Assignment: Look through the material below and return every line that contains "coat".

─── Exercise inputs ───

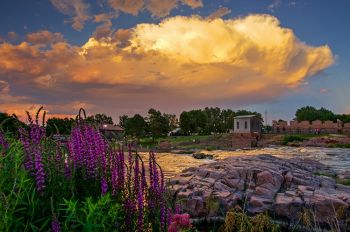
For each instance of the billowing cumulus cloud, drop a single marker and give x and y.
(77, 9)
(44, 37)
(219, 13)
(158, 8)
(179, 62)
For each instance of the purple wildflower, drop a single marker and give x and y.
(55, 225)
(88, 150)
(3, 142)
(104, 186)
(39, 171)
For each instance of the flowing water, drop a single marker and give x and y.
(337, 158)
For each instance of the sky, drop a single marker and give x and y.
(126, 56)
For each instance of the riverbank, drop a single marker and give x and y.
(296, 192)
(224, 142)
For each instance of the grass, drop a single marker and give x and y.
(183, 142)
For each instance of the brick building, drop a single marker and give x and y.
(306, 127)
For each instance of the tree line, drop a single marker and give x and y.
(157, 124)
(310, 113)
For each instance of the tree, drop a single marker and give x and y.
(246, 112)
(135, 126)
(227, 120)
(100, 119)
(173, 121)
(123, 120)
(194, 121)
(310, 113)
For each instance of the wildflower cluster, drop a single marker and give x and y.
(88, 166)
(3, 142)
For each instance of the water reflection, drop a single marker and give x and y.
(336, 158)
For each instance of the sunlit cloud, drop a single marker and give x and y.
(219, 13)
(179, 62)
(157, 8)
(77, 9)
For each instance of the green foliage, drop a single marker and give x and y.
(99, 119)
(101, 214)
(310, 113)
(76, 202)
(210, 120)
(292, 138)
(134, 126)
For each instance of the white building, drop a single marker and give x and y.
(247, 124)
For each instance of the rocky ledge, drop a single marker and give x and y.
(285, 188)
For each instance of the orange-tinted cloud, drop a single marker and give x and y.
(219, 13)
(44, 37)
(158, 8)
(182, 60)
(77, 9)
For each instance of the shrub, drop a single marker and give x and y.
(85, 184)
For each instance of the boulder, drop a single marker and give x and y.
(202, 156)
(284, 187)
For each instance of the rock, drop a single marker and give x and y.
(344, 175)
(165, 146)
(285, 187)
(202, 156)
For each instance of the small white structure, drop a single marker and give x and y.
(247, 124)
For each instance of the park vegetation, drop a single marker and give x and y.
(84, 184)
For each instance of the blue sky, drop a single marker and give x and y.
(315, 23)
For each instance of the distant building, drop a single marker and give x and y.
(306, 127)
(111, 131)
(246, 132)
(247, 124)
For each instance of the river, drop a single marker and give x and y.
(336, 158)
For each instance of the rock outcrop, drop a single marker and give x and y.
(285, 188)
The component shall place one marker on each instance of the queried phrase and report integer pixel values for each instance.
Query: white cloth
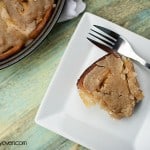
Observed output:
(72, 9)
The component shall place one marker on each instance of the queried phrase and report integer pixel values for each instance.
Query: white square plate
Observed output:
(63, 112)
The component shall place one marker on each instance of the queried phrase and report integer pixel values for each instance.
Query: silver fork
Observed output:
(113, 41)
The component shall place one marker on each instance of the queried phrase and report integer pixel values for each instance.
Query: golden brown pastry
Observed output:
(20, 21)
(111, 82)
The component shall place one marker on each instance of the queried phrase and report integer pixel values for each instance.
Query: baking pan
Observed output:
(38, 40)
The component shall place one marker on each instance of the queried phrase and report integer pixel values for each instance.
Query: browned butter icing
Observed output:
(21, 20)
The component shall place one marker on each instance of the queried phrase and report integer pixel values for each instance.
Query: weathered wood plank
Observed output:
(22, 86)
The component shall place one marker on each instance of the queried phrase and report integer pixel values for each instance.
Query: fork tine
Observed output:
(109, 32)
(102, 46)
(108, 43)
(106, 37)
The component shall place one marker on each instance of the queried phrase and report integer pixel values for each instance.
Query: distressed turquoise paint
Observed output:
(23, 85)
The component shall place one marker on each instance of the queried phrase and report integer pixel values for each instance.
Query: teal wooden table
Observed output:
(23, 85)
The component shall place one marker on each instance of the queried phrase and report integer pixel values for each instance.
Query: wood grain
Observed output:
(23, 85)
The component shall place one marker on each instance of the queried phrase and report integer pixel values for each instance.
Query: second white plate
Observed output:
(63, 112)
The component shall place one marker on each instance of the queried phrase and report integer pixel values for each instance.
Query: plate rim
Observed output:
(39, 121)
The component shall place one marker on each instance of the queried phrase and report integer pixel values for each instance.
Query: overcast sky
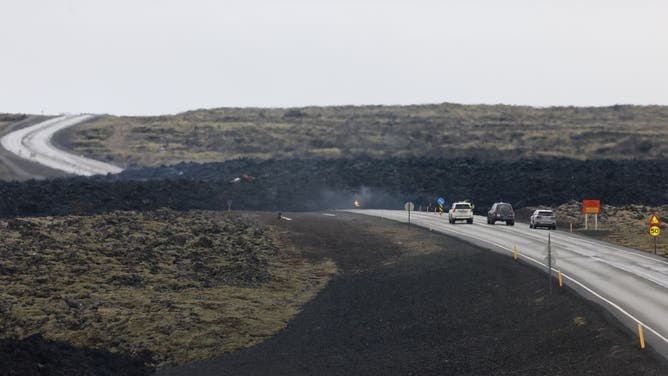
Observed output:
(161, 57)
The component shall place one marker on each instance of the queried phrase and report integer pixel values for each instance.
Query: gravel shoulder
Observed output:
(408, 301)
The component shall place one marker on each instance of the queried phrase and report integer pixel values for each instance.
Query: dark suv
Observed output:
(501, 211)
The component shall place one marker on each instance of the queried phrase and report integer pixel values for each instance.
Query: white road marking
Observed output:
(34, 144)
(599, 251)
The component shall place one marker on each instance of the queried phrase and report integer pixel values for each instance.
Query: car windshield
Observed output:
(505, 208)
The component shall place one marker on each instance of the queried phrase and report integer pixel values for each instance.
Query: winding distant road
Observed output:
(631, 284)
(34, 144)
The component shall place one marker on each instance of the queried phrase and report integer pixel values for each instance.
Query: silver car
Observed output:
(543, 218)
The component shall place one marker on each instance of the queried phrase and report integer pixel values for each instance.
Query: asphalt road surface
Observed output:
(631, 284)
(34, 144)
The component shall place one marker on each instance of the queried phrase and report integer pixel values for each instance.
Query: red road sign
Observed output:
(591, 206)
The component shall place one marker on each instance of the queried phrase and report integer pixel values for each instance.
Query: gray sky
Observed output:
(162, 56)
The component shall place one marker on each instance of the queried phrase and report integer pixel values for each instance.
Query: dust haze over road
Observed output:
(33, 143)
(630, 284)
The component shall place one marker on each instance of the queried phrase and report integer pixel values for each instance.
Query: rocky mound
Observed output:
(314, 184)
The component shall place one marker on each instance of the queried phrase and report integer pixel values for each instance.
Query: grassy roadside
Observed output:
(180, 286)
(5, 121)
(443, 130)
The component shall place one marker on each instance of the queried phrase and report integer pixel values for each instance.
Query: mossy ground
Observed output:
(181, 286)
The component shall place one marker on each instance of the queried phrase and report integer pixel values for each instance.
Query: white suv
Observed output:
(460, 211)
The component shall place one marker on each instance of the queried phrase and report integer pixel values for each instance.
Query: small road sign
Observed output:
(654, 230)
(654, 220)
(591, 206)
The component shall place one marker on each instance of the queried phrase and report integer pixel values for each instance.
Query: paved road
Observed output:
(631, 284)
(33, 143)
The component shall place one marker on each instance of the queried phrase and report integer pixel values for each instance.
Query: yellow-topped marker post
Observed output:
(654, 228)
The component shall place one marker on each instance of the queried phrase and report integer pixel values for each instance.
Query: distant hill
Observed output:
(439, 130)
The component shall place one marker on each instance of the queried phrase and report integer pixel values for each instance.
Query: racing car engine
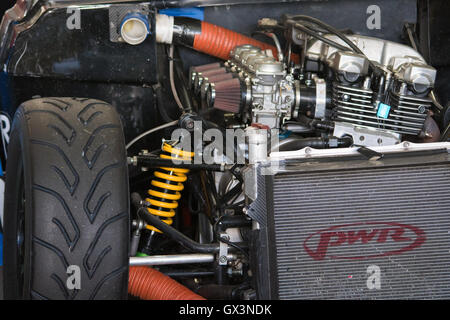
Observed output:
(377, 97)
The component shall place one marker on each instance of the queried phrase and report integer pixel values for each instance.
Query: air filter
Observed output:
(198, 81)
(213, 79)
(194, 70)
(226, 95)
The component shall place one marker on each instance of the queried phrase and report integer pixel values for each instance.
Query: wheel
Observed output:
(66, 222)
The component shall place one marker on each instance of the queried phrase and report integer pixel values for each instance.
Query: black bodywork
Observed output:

───
─── Exercise inputs ───

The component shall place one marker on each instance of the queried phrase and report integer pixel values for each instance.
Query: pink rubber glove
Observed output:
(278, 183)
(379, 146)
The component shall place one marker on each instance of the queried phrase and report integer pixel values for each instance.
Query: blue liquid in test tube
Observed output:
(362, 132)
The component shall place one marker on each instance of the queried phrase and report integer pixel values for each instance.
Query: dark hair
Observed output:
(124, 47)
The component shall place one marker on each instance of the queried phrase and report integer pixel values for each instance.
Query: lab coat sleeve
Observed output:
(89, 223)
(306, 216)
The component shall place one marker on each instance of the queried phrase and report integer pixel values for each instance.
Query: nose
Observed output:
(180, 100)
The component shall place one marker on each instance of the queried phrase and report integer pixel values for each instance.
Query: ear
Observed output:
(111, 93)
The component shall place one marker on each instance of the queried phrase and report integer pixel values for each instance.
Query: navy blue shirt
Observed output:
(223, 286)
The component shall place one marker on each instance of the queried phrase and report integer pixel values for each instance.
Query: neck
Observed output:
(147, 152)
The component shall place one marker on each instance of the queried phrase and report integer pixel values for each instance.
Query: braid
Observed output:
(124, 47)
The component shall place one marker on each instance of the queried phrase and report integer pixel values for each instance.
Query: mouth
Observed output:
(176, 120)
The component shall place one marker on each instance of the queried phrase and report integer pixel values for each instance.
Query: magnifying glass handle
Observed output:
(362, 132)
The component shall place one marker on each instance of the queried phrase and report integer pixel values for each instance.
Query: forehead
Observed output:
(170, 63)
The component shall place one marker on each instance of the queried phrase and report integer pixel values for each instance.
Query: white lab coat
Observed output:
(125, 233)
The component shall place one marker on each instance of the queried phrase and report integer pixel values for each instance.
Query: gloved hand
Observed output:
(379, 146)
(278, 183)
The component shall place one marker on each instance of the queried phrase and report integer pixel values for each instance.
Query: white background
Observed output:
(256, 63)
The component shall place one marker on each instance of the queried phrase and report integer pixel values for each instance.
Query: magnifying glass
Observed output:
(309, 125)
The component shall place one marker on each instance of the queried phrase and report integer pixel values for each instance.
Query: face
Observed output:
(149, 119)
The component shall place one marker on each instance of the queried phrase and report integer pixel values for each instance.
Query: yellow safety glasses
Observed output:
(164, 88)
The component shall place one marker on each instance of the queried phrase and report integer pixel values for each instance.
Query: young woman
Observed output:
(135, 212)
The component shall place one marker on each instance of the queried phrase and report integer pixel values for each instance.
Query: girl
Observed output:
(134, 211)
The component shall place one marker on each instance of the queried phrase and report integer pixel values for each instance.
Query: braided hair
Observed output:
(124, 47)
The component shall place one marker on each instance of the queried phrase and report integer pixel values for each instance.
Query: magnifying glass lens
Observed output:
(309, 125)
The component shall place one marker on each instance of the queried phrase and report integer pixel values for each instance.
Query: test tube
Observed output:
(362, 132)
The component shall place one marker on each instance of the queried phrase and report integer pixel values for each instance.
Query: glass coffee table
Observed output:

───
─── Exercise inputs ───

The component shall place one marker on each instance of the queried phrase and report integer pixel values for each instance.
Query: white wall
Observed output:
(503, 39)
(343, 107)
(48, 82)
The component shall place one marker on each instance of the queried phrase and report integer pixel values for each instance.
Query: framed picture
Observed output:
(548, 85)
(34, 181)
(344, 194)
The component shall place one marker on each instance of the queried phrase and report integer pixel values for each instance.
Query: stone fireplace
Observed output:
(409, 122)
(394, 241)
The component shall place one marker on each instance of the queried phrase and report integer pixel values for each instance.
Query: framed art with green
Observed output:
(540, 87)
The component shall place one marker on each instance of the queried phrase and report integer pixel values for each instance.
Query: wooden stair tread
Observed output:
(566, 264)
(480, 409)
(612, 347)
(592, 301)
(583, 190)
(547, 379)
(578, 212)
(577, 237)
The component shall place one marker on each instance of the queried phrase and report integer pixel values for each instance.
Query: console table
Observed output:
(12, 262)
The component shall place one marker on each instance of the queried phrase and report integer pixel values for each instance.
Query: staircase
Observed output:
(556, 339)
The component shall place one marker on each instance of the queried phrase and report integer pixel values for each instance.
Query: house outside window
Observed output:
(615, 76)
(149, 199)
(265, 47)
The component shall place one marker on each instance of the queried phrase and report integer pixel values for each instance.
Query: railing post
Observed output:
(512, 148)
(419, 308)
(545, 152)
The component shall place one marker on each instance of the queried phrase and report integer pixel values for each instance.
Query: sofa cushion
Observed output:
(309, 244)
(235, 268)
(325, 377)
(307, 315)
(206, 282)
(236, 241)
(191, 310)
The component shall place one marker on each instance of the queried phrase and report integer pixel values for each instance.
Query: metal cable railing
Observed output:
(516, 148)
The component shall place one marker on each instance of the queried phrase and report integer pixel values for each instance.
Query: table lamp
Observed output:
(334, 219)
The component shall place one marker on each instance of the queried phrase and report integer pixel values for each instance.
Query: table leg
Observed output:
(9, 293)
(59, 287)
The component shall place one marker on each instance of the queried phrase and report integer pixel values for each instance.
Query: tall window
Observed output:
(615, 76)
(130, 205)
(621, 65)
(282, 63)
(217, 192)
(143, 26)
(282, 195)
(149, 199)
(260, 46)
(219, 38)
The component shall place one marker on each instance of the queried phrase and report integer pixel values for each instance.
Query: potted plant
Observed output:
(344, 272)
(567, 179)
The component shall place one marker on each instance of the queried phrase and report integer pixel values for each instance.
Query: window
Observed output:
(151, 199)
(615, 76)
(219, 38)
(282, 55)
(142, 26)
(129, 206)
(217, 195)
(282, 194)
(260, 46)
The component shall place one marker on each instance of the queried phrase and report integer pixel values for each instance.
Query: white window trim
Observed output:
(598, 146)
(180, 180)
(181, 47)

───

Exercise answer:
Query: lab coat sleeve
Query: white lab coat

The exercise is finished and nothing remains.